TASK INSTRUCTIONS
Please return all of the records verbatim, with the pictures omitted.

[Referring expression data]
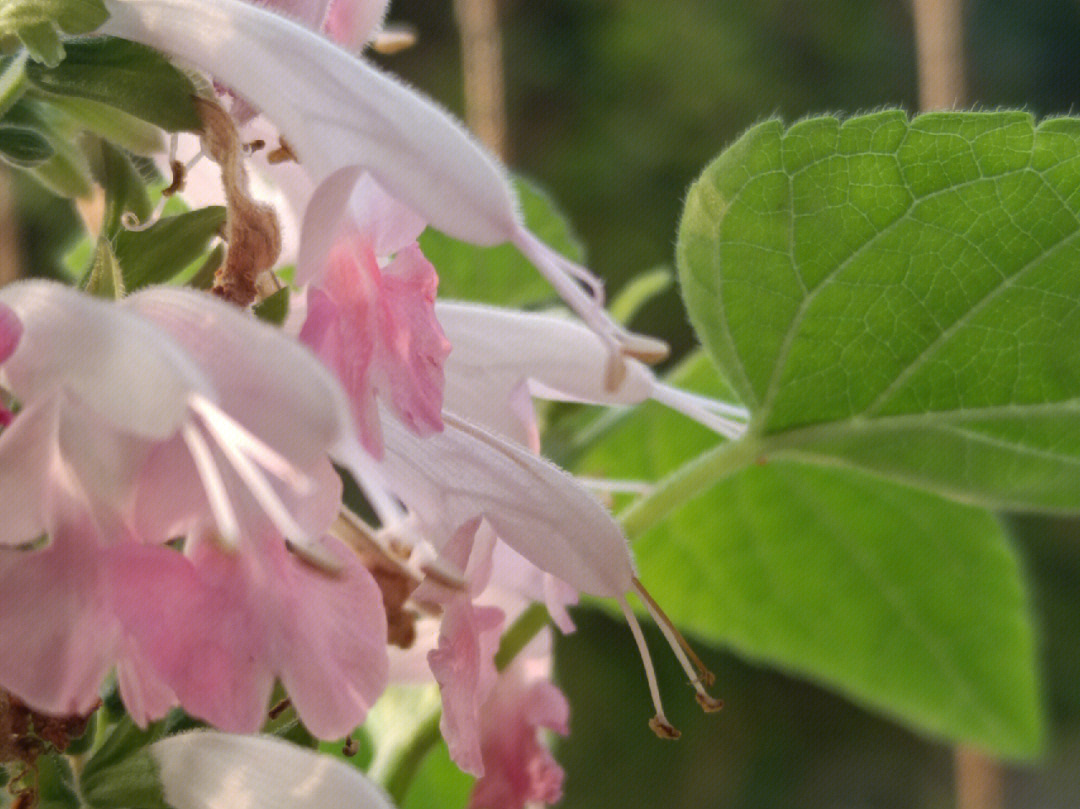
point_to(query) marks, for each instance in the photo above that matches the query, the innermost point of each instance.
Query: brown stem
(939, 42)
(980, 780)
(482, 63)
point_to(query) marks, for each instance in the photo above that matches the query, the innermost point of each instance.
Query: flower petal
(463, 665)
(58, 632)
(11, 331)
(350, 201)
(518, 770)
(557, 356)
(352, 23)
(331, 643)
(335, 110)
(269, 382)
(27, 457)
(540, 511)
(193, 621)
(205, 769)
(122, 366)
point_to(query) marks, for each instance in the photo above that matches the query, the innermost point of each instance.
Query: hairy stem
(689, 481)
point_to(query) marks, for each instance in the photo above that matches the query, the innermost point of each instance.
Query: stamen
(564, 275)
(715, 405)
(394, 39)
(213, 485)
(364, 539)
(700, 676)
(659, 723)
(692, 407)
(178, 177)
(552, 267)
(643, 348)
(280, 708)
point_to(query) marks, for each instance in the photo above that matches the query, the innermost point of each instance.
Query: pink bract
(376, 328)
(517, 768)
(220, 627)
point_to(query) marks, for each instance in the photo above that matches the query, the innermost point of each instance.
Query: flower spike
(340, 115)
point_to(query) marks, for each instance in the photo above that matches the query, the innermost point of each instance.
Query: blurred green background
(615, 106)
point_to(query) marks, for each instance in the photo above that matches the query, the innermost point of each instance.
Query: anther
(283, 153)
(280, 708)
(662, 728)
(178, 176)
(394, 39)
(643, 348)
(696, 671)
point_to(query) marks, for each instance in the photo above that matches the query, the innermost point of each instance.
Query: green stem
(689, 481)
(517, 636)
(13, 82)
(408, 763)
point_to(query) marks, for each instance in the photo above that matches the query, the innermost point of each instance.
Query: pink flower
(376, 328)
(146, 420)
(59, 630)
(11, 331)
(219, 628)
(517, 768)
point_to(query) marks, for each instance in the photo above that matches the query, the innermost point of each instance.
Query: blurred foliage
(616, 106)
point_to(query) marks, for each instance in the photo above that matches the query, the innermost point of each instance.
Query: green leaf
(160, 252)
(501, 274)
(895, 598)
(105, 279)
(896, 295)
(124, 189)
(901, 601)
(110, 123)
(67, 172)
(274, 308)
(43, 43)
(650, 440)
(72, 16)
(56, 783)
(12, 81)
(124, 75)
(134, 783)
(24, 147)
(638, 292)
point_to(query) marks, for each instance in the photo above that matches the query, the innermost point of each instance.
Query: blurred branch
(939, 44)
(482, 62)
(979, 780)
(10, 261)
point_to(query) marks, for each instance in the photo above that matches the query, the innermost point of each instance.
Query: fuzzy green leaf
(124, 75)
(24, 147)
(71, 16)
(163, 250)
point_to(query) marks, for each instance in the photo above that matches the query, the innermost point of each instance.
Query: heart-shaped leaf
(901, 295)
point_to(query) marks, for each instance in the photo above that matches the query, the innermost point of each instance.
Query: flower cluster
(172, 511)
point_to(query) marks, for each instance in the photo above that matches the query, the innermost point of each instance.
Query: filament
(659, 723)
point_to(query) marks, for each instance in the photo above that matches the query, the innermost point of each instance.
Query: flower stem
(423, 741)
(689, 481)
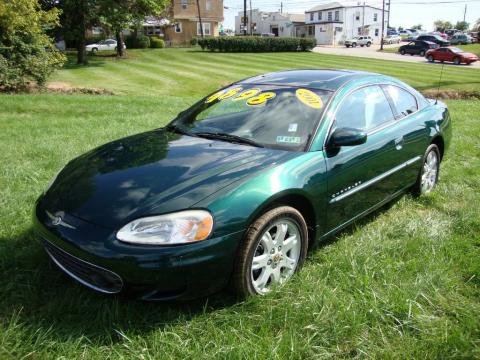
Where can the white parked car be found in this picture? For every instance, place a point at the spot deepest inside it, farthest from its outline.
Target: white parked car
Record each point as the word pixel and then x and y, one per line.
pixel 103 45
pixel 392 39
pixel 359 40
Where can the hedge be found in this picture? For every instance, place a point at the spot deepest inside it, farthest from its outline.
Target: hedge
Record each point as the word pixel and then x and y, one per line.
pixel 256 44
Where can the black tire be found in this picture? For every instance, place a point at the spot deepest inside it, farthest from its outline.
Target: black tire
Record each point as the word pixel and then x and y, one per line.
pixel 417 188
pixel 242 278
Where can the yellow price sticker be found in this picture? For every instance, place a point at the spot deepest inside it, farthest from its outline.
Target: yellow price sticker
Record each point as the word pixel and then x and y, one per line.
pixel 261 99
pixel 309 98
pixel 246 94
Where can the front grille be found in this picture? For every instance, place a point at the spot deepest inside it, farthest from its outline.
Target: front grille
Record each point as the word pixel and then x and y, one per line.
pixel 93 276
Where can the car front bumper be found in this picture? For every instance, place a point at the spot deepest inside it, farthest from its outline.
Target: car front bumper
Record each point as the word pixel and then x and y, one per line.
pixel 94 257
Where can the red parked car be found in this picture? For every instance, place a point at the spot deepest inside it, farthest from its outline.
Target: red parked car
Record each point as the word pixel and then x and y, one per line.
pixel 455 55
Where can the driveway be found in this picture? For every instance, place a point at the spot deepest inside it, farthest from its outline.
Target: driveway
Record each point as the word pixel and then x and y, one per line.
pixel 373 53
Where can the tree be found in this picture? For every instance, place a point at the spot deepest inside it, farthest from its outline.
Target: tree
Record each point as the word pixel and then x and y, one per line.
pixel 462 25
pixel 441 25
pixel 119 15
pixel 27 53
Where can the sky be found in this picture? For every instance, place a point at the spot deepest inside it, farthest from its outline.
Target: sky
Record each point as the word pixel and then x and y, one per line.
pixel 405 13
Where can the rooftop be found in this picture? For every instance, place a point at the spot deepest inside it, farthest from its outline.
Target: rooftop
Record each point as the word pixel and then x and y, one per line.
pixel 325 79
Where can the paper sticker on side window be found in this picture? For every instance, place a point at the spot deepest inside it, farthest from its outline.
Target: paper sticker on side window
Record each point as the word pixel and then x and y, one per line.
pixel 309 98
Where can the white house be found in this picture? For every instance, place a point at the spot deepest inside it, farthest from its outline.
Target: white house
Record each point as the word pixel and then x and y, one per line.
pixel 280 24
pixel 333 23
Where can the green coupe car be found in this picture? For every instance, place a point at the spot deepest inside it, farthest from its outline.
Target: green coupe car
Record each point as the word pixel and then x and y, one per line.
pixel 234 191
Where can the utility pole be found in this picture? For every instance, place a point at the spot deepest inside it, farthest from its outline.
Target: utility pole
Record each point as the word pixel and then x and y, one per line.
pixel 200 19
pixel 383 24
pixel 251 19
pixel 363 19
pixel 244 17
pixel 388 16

RESULT OF THE EXERCISE
point_to(query) marks, for each instance in the photo above that matches the query, the innermost point of each instance.
Query: brown stem
(939, 42)
(980, 780)
(482, 63)
point_to(query) marks, for each instance in the photo above that matches the query, the innermost point of each instance.
Query: flower petal
(463, 665)
(58, 632)
(11, 331)
(350, 201)
(518, 770)
(557, 356)
(352, 23)
(331, 643)
(335, 110)
(269, 382)
(27, 457)
(540, 511)
(193, 621)
(205, 769)
(122, 366)
point_to(query) marks, for each instance in the photo above that matches the query, the innermost point of each instance.
Query: hairy stem
(689, 481)
point_to(query) marks, for each instance in the photo above that matches the query, the innermost point of each instance.
Query: stamen
(564, 275)
(715, 405)
(394, 39)
(213, 485)
(364, 539)
(700, 676)
(659, 723)
(692, 407)
(178, 177)
(552, 267)
(643, 348)
(280, 708)
point_to(query) marks, for each instance in the photo above that matches the query, the innermost point of each instance.
Query: pink bract
(376, 328)
(517, 768)
(220, 627)
point_to(query) marks, for each instance in the photo above that matches the query, the innermost point of each instance.
Query: flower spike
(340, 115)
point_to(query) marks, for each instance in the photo above that matches the query, the innermost point of each instance.
Query: blurred green background
(615, 106)
point_to(query) marks, for each instance in the photo above that matches the query, the innermost point of each instance.
Query: anther
(283, 153)
(280, 708)
(662, 728)
(178, 176)
(394, 39)
(643, 348)
(696, 671)
point_to(query) marks, for each instance in the photo above that matches the query, the innermost point of each instance.
Query: green stem
(689, 481)
(517, 636)
(13, 82)
(408, 763)
point_to(query) marks, for each instance in the photo above that matches the query, the innermost point of each instance.
Query: pink flower
(376, 328)
(146, 420)
(59, 630)
(11, 331)
(219, 628)
(517, 768)
point_to(query) marks, for each instance in the photo above that matches the query, the innermost point of each instance.
Query: blurred foliage
(616, 106)
point_to(query) marks, for each instance in the photo above that matches the query, the innermost point of each instance.
Query: green leaf
(160, 252)
(501, 274)
(895, 598)
(105, 279)
(896, 295)
(124, 189)
(901, 601)
(110, 123)
(67, 172)
(274, 308)
(43, 43)
(650, 440)
(72, 16)
(56, 783)
(12, 81)
(124, 75)
(134, 783)
(24, 147)
(638, 292)
point_to(query) marks, for each instance in the photo above that matches the query, the innermost point of each instance.
Query: blurred branch
(939, 44)
(482, 62)
(979, 780)
(10, 261)
point_to(query) marks, for each instance in the photo above that matches the query, the innermost point of each instance.
Query: fuzzy green leaf
(124, 75)
(24, 147)
(71, 16)
(163, 250)
point_to(query) marks, for each instance in the photo above that matches the query, the innermost point of each instance.
Query: heart-shaped leaf
(901, 295)
point_to(query) marks, for each instance in the photo above that matches the query, the innermost point of each instance.
Query: flower cluster
(172, 511)
point_to(query) marks, for each instance in the photo above that matches the query, the innermost point of each instance.
Query: filament
(659, 723)
point_to(query) marks, for each instance in the photo above that matches the query, the innermost point of each instance.
Query: flower stem
(423, 741)
(689, 481)
Where can the white parked car be found in this picture? For every instance, place a point at the spot deepest inside it, farthest from its outline.
Target: white parked car
Record each point as the word pixel and then x and y, one per line.
pixel 103 45
pixel 392 39
pixel 359 40
Where can the hedge be found in this picture? For every instance, place a point at the spot deepest inside it, farthest from its outline.
Target: hedge
Record each point as the word pixel and then x and y, one per line.
pixel 256 44
Where can the black tire be found in this picture? For every instance, place a point at the spot deepest inside it, farthest from its outline.
Target: black tire
Record each point as the word pixel and then x and y, one per line.
pixel 417 188
pixel 242 278
Where can the yellow price sticker be found in this picture? For every instance, place a point at the spot deepest inside it, farthest from its outline.
Target: yellow price sticker
Record each point as the word pixel and then x and y, one per line.
pixel 261 99
pixel 309 98
pixel 246 94
Where can the front grille be found in this picture? For every instance, place a point at the spot deepest inside it, farthest from its outline.
Target: front grille
Record each point as the word pixel and then x and y, one per line.
pixel 93 276
Where can the car front bumper be found in this picture? For every instance, place a point at the spot deepest inside it, farthest from its outline.
Target: car front bumper
Record each point as the word pixel and then x and y, one per line.
pixel 94 257
Where can the red parked car be found in this picture? For every instance, place a point at the spot deepest inside it, farthest from its outline.
Target: red parked car
Record each point as the word pixel and then x and y, one per line.
pixel 455 55
Where can the driveway be found in this picture? For every instance, place a point at the spot deepest inside it, farthest from its outline.
Target: driveway
Record each point as the word pixel and then x and y, one per line.
pixel 373 53
Where can the tree be found in this picture? For every instance, place a point at the spot deepest inside it, farthest from its outline.
Target: tree
Record each point as the word pixel and then x and y, one per line.
pixel 462 25
pixel 441 25
pixel 119 15
pixel 27 53
Where can the sky be found in this picture? For every instance, place a point at the spot deepest inside it, farthest from its outline.
Target: sky
Record each point as the word pixel and then x and y, one per line.
pixel 405 13
Where can the rooftop be found in this picture? For every instance, place a point at the spot deepest inside it, farthest from its outline.
Target: rooftop
Record each point as the word pixel and then x and y, one per line.
pixel 325 79
Where can the paper sticker on side window be found in this picture? For every instance, place a point at the spot deepest inside it, farthest from its outline.
Target: paper sticker on side window
Record each point as the word pixel and then x and y, one per line.
pixel 309 98
Where can the white house be found in this picture? For every instance, place a point at the spot deepest inside it, farthest from its outline.
Target: white house
Record each point as the word pixel and then x and y, one per line.
pixel 280 24
pixel 333 23
Where can the green coupe car be found in this picture? For every instance, place a point at the spot deepest inside it, farthest from its outline.
Target: green coupe car
Record each point as the word pixel and then x and y, one per line.
pixel 234 191
Where can the utility pole be found in this picture? For every instance, place a point at the spot deepest inside it, farthest from its outline.
Target: utility pole
Record each point as the word pixel and then x and y, one per line.
pixel 200 19
pixel 383 24
pixel 251 19
pixel 363 19
pixel 244 17
pixel 388 16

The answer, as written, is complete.